What to produce: Omit the pictures, then write out every entry exactly as it reads.

Task material:

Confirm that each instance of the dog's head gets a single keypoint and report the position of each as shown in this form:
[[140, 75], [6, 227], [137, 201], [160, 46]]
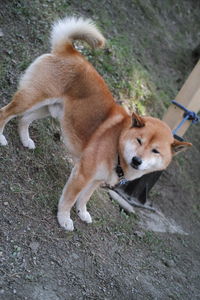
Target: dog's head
[[147, 146]]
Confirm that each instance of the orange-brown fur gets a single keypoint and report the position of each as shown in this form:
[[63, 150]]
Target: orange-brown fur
[[95, 128]]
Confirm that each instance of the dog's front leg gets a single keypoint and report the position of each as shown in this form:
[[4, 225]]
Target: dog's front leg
[[82, 200], [75, 184]]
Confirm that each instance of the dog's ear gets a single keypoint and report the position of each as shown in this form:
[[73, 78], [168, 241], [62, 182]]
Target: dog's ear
[[179, 146], [137, 121]]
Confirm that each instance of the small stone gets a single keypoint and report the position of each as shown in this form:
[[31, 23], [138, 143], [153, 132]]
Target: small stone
[[139, 234], [34, 246]]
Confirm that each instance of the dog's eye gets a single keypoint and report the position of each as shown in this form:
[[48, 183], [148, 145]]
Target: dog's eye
[[155, 151], [139, 141]]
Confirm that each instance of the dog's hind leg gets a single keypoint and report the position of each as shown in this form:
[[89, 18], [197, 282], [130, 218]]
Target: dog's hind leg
[[26, 120], [22, 101]]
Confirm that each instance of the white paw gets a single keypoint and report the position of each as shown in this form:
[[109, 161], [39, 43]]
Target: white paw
[[65, 222], [29, 143], [3, 141], [85, 216]]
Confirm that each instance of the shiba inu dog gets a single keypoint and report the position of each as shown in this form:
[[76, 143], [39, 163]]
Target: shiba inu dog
[[97, 131]]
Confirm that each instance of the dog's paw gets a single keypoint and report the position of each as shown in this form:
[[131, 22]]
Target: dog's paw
[[3, 141], [65, 222], [85, 216], [29, 144]]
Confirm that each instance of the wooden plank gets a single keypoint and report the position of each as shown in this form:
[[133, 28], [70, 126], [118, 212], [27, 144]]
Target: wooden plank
[[189, 96]]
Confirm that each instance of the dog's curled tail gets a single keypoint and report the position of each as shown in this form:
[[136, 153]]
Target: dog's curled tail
[[66, 30]]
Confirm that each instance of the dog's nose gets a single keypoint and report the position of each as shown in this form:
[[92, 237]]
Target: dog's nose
[[136, 162]]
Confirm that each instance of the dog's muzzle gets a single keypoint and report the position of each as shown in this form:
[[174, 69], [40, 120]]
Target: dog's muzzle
[[136, 162]]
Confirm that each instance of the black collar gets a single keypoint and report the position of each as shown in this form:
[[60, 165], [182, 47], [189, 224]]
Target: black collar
[[119, 170]]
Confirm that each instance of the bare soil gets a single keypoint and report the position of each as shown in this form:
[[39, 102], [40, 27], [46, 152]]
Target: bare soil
[[119, 256]]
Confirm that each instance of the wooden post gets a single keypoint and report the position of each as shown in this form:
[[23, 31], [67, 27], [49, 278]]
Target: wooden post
[[189, 96]]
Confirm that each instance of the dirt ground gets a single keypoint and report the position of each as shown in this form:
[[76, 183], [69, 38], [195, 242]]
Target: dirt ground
[[118, 256]]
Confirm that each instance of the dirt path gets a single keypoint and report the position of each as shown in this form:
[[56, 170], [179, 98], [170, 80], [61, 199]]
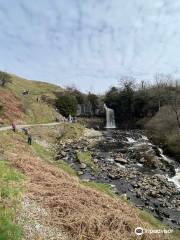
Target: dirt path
[[82, 212], [30, 125]]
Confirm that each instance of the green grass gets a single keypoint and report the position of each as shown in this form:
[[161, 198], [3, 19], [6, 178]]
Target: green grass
[[10, 192], [35, 112], [102, 187], [85, 157]]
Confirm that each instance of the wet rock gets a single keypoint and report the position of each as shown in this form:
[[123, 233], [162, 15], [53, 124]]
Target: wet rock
[[83, 166], [95, 160], [80, 173], [121, 160]]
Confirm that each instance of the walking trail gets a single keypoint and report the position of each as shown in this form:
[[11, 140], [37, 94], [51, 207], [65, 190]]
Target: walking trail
[[30, 125]]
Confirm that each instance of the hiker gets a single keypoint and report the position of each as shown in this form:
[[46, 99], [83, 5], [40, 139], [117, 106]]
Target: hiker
[[29, 139], [25, 130], [13, 127], [70, 118]]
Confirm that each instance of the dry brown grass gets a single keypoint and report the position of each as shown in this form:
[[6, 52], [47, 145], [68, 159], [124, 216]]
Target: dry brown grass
[[83, 212], [12, 107]]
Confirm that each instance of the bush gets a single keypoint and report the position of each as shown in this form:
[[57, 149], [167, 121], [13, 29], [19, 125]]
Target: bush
[[67, 105]]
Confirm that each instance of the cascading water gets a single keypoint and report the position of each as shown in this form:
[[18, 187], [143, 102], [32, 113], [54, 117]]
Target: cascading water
[[110, 119]]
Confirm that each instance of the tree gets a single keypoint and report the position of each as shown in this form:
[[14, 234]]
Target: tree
[[173, 92], [4, 78], [67, 105], [75, 92]]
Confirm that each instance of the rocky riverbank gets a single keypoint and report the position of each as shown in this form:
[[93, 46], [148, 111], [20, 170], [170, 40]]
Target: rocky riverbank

Task answer:
Confirm that each instance of the dog's head gets a single keypoint and report the position of each as shown in this form:
[[140, 75], [6, 227], [137, 201], [160, 46]]
Target: dog's head
[[147, 146]]
Confirm that each instance of the orange-brown fur gets a single keypoint and report the position of each as shown in this form:
[[63, 150]]
Target: orange-brown fur
[[95, 128]]
Confirm that each instance of the dog's front leg gets a single keypoint and report the position of each as shown in this form:
[[4, 225]]
Target: dog's front leg
[[82, 200], [75, 184]]
Confirm that each instance of the dog's ear gets a single keypoint and report the position of each as shown in this form:
[[73, 78], [168, 241], [62, 182]]
Target: dog's ear
[[179, 146], [137, 121]]
Confirm that each instance of the small stone gets a single keypoint and report the position of each as shown in this form:
[[31, 23], [138, 143], [153, 132]]
Target: small stone
[[139, 234], [34, 246]]
Confirm that each instance of the dog's eye gets a single keypoint and report the position of each as shown in this form:
[[48, 183], [148, 145]]
Target: dog's eye
[[155, 151], [139, 141]]
Confirm that each instance of the dog's hind leg gets a single keypoint and report the position of each as shown in this form:
[[89, 18], [197, 282], [130, 218]]
Target: dog's hind leg
[[26, 120], [22, 101]]
Confirm that each instance of the white paw gets a single keypoint and report the position of each as shown in this form:
[[109, 161], [39, 43]]
Target: white paw
[[65, 222], [29, 143], [3, 141], [85, 216]]
Confirm that each instance of the shiba inu dog gets a single keypoint and report the position of each as shown in this form:
[[76, 143], [39, 163]]
Target: shiba inu dog
[[97, 131]]
Confirm that each instance of the dog's paw gets a single keypoint and report the position of each as shown in this form:
[[131, 22]]
Target: dog's paw
[[3, 141], [65, 222], [85, 216], [29, 144]]
Confirm that each instance of the wooden plank gets a single keypoint and report the position of each as shown in this form:
[[133, 28], [70, 126], [118, 212], [27, 144]]
Target: wooden plank
[[189, 96]]
Confirm that each instance of the dog's curled tail gets a single keypoint and report the position of each as shown in this form:
[[136, 153]]
Target: dog's curled tail
[[66, 30]]
Confirm that each instance of the dog's nose gets a single keypoint and report the position of each as shown in this form:
[[92, 237]]
Target: dog's nose
[[136, 162]]
Confirm that each instance of the dog's muzzle gets a single keypoint and report the position of each as shown in this form:
[[174, 69], [40, 120]]
Target: dog's muzzle
[[136, 162]]
Confirm that each instance of the black collar gets a single keypoint and report the position of each as shown in this form:
[[60, 165], [182, 47], [189, 224]]
Target: black collar
[[119, 170]]
Confirm that each instance of the bare soil gets a single keypoint and report the position of each as shown in this form:
[[39, 102], [40, 27], [46, 152]]
Target: bare soil
[[119, 256]]
Confirm that each instance of the wooden post gets a single keypoint and report the position of each as shown in this form:
[[23, 31], [67, 27], [49, 278]]
Target: wooden post
[[189, 96]]
Confirm that each instance of the dirt ground gets a single keypoint and report the position of each as shown in this form:
[[76, 183], [69, 38], [195, 242]]
Target: dirt ground
[[118, 256]]
Confirm that each instance of the dirt path gets a single keypoint and report the position of each as shown in this form:
[[56, 170], [179, 98], [170, 80], [61, 199]]
Target: dirt path
[[82, 212], [30, 125]]
Confirm that each instance of the green grass gets a single keypoint and report the position of each as shown in this form:
[[161, 198], [3, 19], [6, 178]]
Target: green grass
[[10, 192], [35, 112], [102, 187], [85, 157]]
Confirm that each instance of the wet rock gets a single keypoint and report the position of each as shown in this form:
[[123, 233], [162, 15], [53, 124]]
Target: wet rock
[[83, 166], [95, 160], [80, 173], [121, 160]]
Confirm that each instance of the walking trail gets a single keypoint and report the position of each as shown in this form:
[[11, 140], [37, 94], [51, 207], [65, 190]]
Target: walking trail
[[30, 125]]
Confirm that each instance of the hiker gets a single keypoint and report the position of each as shown in this form:
[[46, 99], [83, 5], [40, 139], [117, 106]]
Target: hiker
[[29, 139], [25, 130], [13, 127], [70, 118]]
Confirm that each instance of the dry brown grass gets a single keypoint and report the position of each as shown in this form:
[[6, 52], [47, 145], [68, 159], [124, 216]]
Target: dry brown grass
[[83, 212], [12, 107]]
Confirm that each instance of the bush gets a single keypoint and report the position of each as shown in this form:
[[57, 149], [167, 121], [13, 29], [19, 125]]
Target: bush
[[67, 105]]
Confirm that each instance of the cascading water gets a single keypoint and report the position of each as shown in this form:
[[18, 187], [143, 102], [32, 113], [54, 117]]
Target: cascading water
[[110, 119]]
Confirm that each instance of the tree gets a single keypoint and report the position of each as shown in this form:
[[14, 234]]
Target: tree
[[173, 92], [4, 78], [67, 105], [75, 92]]
Confirm that each instance of the rocky riverbank gets a single keypoint and report the position of each as shown in this form:
[[93, 46], [148, 111], [20, 170], [170, 40]]
Target: rocky riverbank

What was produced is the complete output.